━━ TASK MATERIAL ━━

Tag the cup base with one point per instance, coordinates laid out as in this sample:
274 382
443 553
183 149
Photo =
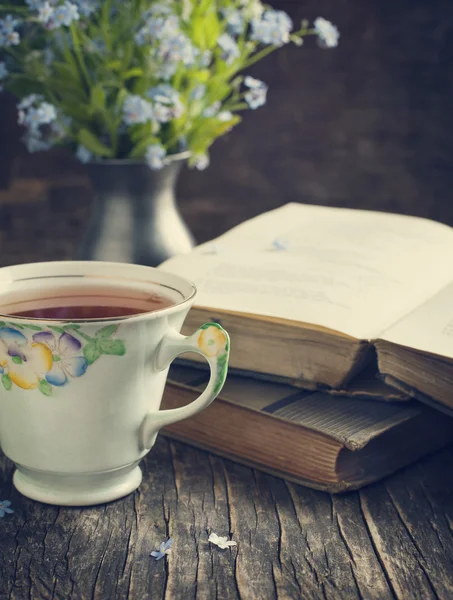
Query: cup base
77 490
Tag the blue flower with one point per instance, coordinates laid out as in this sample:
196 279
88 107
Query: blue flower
273 27
328 33
201 162
83 154
164 548
256 96
230 50
87 7
3 73
137 110
225 116
234 20
155 155
4 508
65 15
8 34
45 13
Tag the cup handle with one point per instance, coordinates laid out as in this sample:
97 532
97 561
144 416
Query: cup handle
212 342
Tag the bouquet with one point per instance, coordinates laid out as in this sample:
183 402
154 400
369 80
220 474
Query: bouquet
139 79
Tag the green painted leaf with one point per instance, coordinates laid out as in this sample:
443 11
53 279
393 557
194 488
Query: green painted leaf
34 327
57 329
7 383
45 387
106 331
115 347
98 98
136 72
92 352
93 144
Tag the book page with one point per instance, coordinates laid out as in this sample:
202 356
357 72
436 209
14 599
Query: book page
429 327
353 271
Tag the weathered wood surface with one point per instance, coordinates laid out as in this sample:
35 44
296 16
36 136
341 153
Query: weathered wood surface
391 540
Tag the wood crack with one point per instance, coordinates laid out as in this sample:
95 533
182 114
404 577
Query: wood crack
366 518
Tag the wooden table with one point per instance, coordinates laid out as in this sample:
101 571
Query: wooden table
391 540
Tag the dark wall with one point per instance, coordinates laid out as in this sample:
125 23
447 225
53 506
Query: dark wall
368 125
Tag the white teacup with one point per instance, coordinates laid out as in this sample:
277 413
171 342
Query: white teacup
80 398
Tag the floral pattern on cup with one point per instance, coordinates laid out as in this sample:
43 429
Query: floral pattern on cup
214 343
51 356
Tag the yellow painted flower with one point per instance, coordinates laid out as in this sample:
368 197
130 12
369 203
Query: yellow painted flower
26 363
212 341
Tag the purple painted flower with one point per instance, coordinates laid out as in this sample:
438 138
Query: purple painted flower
164 548
5 508
66 359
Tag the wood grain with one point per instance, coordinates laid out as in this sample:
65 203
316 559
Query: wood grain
392 540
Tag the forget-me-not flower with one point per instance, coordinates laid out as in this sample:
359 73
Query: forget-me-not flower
65 14
5 508
230 50
328 33
3 73
83 154
155 155
8 34
45 13
87 7
256 96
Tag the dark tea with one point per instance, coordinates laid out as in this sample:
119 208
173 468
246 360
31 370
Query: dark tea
97 304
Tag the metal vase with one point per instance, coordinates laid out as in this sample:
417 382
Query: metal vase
135 218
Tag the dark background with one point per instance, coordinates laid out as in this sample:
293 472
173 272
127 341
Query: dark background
367 125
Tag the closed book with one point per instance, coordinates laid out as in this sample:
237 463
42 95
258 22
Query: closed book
314 294
309 437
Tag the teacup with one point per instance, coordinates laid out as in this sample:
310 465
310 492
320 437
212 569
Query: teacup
80 397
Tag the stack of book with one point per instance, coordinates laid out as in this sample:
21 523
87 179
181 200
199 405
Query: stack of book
341 326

━━━

GOAL
Repeat exactly the lines starting at the line with "Tag the dark wall" and ending with the final line of the entries. Include nothing else.

FINAL ANSWER
Tag the dark wall with one point per instance, coordinates laid out as in this sample:
125 23
447 225
53 506
Query: dark wall
368 125
Tag the white teacup with one point per instance, coordinates laid out as in this sample:
277 413
171 342
Query: white teacup
80 398
Tag the floral pattern on cup with one point per instance, coordinates laid out as in this sample:
43 429
Query: floral pattern on cup
214 343
51 356
Tag the yellow painted flower with one point per instance, coordinates laid out as in this sample:
368 197
130 12
369 203
Query: yellow painted flower
26 363
212 341
Tag the purple painted flower with one point per instance, coordinates laid out as in this sample:
438 138
Query: purple painted flower
164 548
5 508
66 359
Tag the wood grain with one point per instance, coordinates laid out as in this sample:
65 203
316 559
Query: wood grain
392 540
Tag the forget-me-not flower with one point per instance, coordinates laid out as in this sample:
359 73
Query: forget-me-not flower
65 14
5 508
230 50
328 33
3 73
83 154
155 155
8 34
45 13
87 7
256 96
Tag the dark tea with one point per instance, coordinates laid out as in this sample:
119 208
173 468
246 360
31 370
Query: dark tea
97 304
Tag the metal vase with one point per instance, coordinates laid out as in this sample:
417 382
Query: metal vase
135 218
Tag the dark background with one point per instance, coordinates laid out as in this sample:
293 472
173 272
127 341
Query: dark background
367 125
Tag the closed book with one point per instance, coordinates laid out as in this sample:
237 463
42 95
258 22
Query: closed book
314 294
309 437
Tag the teacup with one point per instance, coordinates laid out as in this sample:
310 465
310 492
320 437
212 569
Query: teacup
80 397
Tag the stack of book with one point per instance, coordinates laid out as in this sample:
21 523
87 179
181 200
199 405
Query: stack of book
341 326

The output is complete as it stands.